_WORK INSTRUCTIONS:_
Keeping each line exactly as it is, output all of the records.

(Stored data entries)
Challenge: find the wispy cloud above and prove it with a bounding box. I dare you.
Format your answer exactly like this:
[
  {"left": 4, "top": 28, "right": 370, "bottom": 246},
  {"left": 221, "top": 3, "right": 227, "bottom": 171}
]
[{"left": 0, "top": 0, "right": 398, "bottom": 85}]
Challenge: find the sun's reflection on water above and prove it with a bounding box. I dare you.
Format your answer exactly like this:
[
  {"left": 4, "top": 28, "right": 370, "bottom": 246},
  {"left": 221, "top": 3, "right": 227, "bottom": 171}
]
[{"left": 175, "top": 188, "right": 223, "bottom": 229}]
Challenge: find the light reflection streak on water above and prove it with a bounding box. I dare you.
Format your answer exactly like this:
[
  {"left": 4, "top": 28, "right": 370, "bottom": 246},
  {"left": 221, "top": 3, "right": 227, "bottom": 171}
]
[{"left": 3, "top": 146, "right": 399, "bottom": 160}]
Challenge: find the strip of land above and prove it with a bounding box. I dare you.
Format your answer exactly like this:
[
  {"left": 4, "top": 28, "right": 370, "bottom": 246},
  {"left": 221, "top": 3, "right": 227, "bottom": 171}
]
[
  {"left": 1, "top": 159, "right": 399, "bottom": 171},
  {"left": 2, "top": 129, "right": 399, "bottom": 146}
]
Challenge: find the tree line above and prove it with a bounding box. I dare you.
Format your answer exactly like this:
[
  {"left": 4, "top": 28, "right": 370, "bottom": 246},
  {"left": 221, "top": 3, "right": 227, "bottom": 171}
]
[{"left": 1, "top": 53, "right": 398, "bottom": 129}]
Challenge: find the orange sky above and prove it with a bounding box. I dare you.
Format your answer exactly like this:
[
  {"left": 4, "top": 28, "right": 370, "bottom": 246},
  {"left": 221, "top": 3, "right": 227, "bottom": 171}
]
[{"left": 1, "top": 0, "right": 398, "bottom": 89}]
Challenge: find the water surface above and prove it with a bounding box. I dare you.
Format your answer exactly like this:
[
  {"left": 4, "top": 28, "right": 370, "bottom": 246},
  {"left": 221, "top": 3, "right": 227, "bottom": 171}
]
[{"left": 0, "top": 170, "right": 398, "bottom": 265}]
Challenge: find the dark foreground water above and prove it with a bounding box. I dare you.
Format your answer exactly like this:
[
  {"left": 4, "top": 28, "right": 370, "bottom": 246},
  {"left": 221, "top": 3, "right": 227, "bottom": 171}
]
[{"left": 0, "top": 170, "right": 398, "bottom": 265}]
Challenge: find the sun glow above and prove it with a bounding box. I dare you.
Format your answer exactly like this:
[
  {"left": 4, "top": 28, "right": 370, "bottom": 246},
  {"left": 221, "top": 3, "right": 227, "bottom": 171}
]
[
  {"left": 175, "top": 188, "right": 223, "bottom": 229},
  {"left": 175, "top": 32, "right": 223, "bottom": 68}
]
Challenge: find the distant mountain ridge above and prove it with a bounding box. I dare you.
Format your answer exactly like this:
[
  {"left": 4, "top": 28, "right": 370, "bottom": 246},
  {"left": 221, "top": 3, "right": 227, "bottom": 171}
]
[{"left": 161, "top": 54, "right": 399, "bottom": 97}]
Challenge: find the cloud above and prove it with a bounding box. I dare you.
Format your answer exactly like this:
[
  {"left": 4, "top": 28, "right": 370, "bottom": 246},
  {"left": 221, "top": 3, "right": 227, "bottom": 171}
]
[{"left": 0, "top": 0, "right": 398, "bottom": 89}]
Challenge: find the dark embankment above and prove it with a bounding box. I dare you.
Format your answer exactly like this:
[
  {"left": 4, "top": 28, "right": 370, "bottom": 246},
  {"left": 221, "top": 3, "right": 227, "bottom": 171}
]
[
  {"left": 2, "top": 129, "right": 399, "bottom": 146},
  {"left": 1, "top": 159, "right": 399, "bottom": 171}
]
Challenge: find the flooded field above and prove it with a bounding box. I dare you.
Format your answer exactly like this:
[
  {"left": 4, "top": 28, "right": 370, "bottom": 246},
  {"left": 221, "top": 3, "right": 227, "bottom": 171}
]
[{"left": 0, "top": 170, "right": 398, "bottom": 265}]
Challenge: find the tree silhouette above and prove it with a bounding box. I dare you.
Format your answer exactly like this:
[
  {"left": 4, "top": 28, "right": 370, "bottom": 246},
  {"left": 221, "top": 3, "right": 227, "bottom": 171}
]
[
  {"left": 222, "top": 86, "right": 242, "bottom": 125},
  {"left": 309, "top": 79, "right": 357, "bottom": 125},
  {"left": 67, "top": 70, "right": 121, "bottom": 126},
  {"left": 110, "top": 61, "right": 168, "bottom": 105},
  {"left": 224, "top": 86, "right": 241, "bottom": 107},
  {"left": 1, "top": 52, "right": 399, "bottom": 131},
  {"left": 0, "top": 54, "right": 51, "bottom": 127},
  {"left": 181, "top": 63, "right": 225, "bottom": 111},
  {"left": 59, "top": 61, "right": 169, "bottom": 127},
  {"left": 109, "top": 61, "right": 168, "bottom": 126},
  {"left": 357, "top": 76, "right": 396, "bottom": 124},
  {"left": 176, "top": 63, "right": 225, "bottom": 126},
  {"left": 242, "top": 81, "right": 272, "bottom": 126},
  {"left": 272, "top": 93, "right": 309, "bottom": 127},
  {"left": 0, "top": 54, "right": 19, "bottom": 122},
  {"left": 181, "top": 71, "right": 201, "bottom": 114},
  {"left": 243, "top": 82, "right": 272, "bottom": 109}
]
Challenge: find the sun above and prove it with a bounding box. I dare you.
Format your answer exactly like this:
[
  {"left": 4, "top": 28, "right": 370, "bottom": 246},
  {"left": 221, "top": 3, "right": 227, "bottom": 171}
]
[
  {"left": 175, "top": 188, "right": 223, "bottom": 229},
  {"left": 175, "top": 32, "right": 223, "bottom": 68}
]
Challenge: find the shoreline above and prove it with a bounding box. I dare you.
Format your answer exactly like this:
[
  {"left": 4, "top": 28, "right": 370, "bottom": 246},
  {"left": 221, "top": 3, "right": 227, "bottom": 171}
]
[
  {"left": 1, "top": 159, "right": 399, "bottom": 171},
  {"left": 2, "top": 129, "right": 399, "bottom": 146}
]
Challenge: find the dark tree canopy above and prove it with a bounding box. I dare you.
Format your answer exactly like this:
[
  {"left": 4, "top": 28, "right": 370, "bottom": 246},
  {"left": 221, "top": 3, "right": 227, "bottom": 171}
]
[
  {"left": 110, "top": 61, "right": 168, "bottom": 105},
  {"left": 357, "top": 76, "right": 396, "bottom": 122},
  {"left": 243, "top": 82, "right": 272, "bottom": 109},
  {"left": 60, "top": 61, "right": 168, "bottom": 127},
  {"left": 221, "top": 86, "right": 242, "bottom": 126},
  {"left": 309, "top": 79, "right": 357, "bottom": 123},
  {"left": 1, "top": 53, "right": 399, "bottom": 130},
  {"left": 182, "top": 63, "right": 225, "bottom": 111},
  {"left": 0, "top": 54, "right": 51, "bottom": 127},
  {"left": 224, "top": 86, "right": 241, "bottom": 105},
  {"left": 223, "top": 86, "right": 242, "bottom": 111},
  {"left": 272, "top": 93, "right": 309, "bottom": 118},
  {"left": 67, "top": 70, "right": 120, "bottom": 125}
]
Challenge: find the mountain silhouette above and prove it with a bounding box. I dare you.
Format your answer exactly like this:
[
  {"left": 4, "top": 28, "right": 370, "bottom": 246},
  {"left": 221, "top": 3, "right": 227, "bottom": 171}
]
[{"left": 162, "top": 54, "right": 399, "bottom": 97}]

_RESULT:_
Challenge: find the wispy cloud above and prove it with a bounding box. I dare you.
Format your answer exactly like this:
[
  {"left": 4, "top": 28, "right": 370, "bottom": 246},
  {"left": 221, "top": 3, "right": 227, "bottom": 171}
]
[{"left": 0, "top": 0, "right": 398, "bottom": 85}]
Challenge: find the sun's reflection on water above and prove it with a bounding box. I dare you.
Format your answer exactly like this:
[
  {"left": 4, "top": 28, "right": 370, "bottom": 246},
  {"left": 221, "top": 3, "right": 227, "bottom": 171}
]
[{"left": 175, "top": 188, "right": 223, "bottom": 229}]
Challenge: find the light reflection streak on water above and prove it with a bounding box. I dare you.
Format your answer exactly like this:
[
  {"left": 4, "top": 28, "right": 370, "bottom": 246},
  {"left": 221, "top": 3, "right": 227, "bottom": 171}
]
[{"left": 3, "top": 146, "right": 399, "bottom": 160}]
Challenge: find the strip of land above and prove it with a bounding box. I dare you.
Format your answer exactly like this:
[
  {"left": 4, "top": 28, "right": 370, "bottom": 246},
  {"left": 221, "top": 3, "right": 227, "bottom": 171}
]
[
  {"left": 1, "top": 159, "right": 399, "bottom": 171},
  {"left": 2, "top": 129, "right": 399, "bottom": 146}
]
Challenge: find the tree line above and prove it with a bounding box. I dare you.
Format your answer exactly like this:
[
  {"left": 4, "top": 28, "right": 370, "bottom": 246},
  {"left": 221, "top": 3, "right": 227, "bottom": 171}
]
[{"left": 1, "top": 53, "right": 398, "bottom": 129}]
Challenge: find the orange sky above and prove it with a bounding box. I dare you.
Format your answer exactly like this:
[
  {"left": 4, "top": 28, "right": 370, "bottom": 246},
  {"left": 221, "top": 3, "right": 227, "bottom": 171}
]
[{"left": 1, "top": 0, "right": 398, "bottom": 89}]
Challenge: find the water surface above and prove it with a bounding box. I dare you.
Format your answer exactly like this:
[
  {"left": 4, "top": 28, "right": 370, "bottom": 246},
  {"left": 221, "top": 3, "right": 227, "bottom": 171}
]
[{"left": 0, "top": 170, "right": 398, "bottom": 265}]
Challenge: find the dark foreground water above and prove it with a bounding box. I dare you.
Format your answer exactly like this:
[
  {"left": 4, "top": 28, "right": 370, "bottom": 246},
  {"left": 221, "top": 3, "right": 227, "bottom": 171}
]
[{"left": 0, "top": 170, "right": 398, "bottom": 265}]
Challenge: find the sun glow above and prove it with a bounding box. I dare you.
Format your answer exactly like this:
[
  {"left": 4, "top": 28, "right": 370, "bottom": 246},
  {"left": 221, "top": 3, "right": 227, "bottom": 171}
]
[
  {"left": 175, "top": 188, "right": 223, "bottom": 229},
  {"left": 175, "top": 32, "right": 223, "bottom": 68}
]
Challenge: find the distant mountain ridge above and prove it with a bounding box. I dare you.
Format your answer exactly like this:
[
  {"left": 4, "top": 28, "right": 370, "bottom": 246},
  {"left": 221, "top": 3, "right": 227, "bottom": 171}
]
[{"left": 161, "top": 54, "right": 399, "bottom": 97}]
Challenge: find the cloud above and prove it with a bounding box. I dare you.
Format your answer exactly like this:
[
  {"left": 4, "top": 28, "right": 370, "bottom": 246},
  {"left": 221, "top": 3, "right": 227, "bottom": 171}
]
[{"left": 0, "top": 0, "right": 398, "bottom": 89}]
Challenge: find the dark embankment above and prove it with a bounding box. I dare you.
Format your answer exactly like this:
[
  {"left": 4, "top": 28, "right": 370, "bottom": 246},
  {"left": 221, "top": 3, "right": 227, "bottom": 171}
]
[
  {"left": 2, "top": 129, "right": 399, "bottom": 146},
  {"left": 1, "top": 159, "right": 399, "bottom": 171}
]
Challenge: find the flooded field above and prove it with a bounding box. I dare you.
Format your answer exactly like this:
[
  {"left": 4, "top": 28, "right": 370, "bottom": 246},
  {"left": 221, "top": 3, "right": 227, "bottom": 171}
]
[{"left": 0, "top": 170, "right": 398, "bottom": 265}]
Challenge: find the tree silhouette above and prove it with a bounding box. I dare you.
Format your answer exactly like this:
[
  {"left": 4, "top": 28, "right": 370, "bottom": 246},
  {"left": 221, "top": 3, "right": 227, "bottom": 171}
]
[
  {"left": 222, "top": 86, "right": 242, "bottom": 125},
  {"left": 309, "top": 79, "right": 357, "bottom": 125},
  {"left": 67, "top": 70, "right": 121, "bottom": 126},
  {"left": 110, "top": 61, "right": 168, "bottom": 105},
  {"left": 224, "top": 86, "right": 241, "bottom": 107},
  {"left": 1, "top": 52, "right": 399, "bottom": 131},
  {"left": 0, "top": 54, "right": 51, "bottom": 127},
  {"left": 181, "top": 63, "right": 225, "bottom": 111},
  {"left": 59, "top": 61, "right": 169, "bottom": 127},
  {"left": 109, "top": 61, "right": 168, "bottom": 126},
  {"left": 357, "top": 76, "right": 396, "bottom": 124},
  {"left": 176, "top": 63, "right": 225, "bottom": 126},
  {"left": 242, "top": 81, "right": 272, "bottom": 126},
  {"left": 272, "top": 93, "right": 309, "bottom": 127},
  {"left": 0, "top": 54, "right": 19, "bottom": 122},
  {"left": 181, "top": 71, "right": 201, "bottom": 114},
  {"left": 243, "top": 82, "right": 272, "bottom": 109}
]
Challenge: find the sun above and prove it with a bounding box. I dare you.
Format your answer exactly like this:
[
  {"left": 4, "top": 28, "right": 370, "bottom": 246},
  {"left": 221, "top": 3, "right": 227, "bottom": 171}
]
[
  {"left": 175, "top": 188, "right": 223, "bottom": 229},
  {"left": 175, "top": 32, "right": 223, "bottom": 68}
]
Challenge: find the shoreline above and prove it with a bounding box. I dare you.
Format your answer exactly like this:
[
  {"left": 4, "top": 28, "right": 370, "bottom": 246},
  {"left": 221, "top": 3, "right": 227, "bottom": 171}
]
[
  {"left": 1, "top": 159, "right": 399, "bottom": 171},
  {"left": 2, "top": 129, "right": 399, "bottom": 146}
]
Challenge: find the dark tree canopy above and prove it with a bounding box. I dare you.
Format your answer exactly like this:
[
  {"left": 4, "top": 28, "right": 370, "bottom": 246},
  {"left": 221, "top": 3, "right": 227, "bottom": 171}
]
[
  {"left": 110, "top": 61, "right": 168, "bottom": 105},
  {"left": 357, "top": 76, "right": 396, "bottom": 122},
  {"left": 243, "top": 82, "right": 272, "bottom": 109},
  {"left": 60, "top": 61, "right": 168, "bottom": 127},
  {"left": 221, "top": 86, "right": 242, "bottom": 126},
  {"left": 309, "top": 79, "right": 357, "bottom": 123},
  {"left": 1, "top": 53, "right": 399, "bottom": 130},
  {"left": 182, "top": 63, "right": 225, "bottom": 111},
  {"left": 0, "top": 54, "right": 51, "bottom": 127},
  {"left": 224, "top": 86, "right": 241, "bottom": 105},
  {"left": 223, "top": 86, "right": 242, "bottom": 111},
  {"left": 272, "top": 93, "right": 309, "bottom": 118},
  {"left": 67, "top": 70, "right": 120, "bottom": 125}
]
Challenge: find the mountain silhouette above and prove it with a bounding box. I dare you.
Format your answer exactly like this:
[
  {"left": 4, "top": 28, "right": 370, "bottom": 246},
  {"left": 221, "top": 3, "right": 227, "bottom": 171}
]
[{"left": 162, "top": 54, "right": 399, "bottom": 97}]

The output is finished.